*** Opening GIVEN RECORDS ***

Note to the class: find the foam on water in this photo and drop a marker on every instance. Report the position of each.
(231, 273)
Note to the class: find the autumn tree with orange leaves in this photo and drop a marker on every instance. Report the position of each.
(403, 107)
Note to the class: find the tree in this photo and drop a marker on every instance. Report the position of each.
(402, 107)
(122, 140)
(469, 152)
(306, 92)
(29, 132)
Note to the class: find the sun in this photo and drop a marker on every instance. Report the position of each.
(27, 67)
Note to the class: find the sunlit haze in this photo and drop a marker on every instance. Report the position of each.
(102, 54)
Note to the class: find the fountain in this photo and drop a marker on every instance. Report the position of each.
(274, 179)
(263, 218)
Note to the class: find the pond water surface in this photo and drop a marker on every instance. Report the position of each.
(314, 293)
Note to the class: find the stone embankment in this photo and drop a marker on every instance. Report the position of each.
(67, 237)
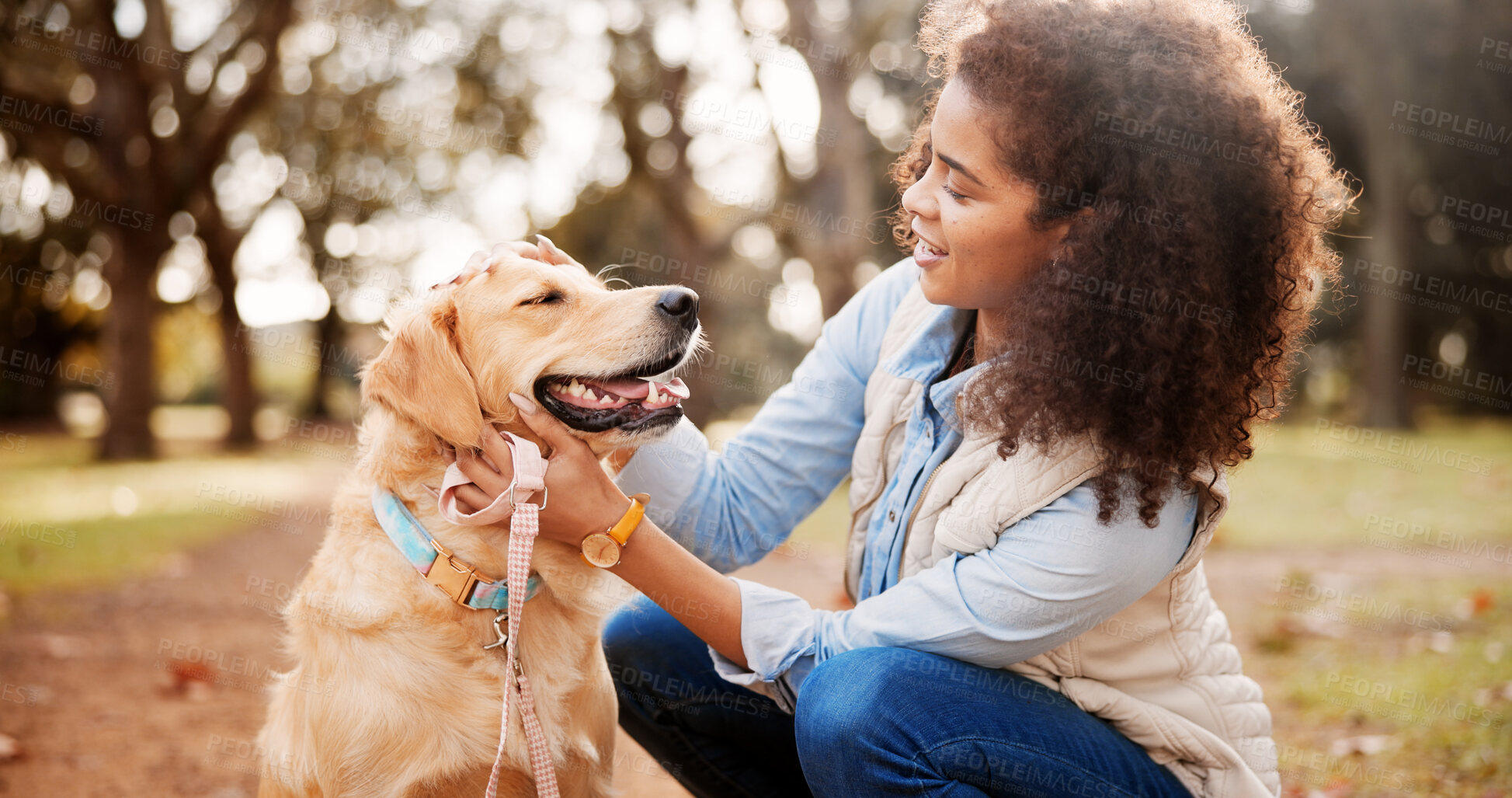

*** Closing GIVEN RECORDS ***

» **WORK ITEM**:
Starting at the line that holds "Note to the class: find the fountain", copy each line exactly through the end of the listing, both ends included. Leave the pictures out.

» **RESPONSE**:
Note to the class: find the fountain in this photo and drop a marker on every instance. Report the position of each.
(274, 179)
(263, 218)
Note to the class: find the pond water surface in this photo and drop a marker on every instance. Report the position of each.
(314, 293)
Note to the class: find the stone embankment in this photo and drop a marker on every instance. Report the position of each.
(67, 237)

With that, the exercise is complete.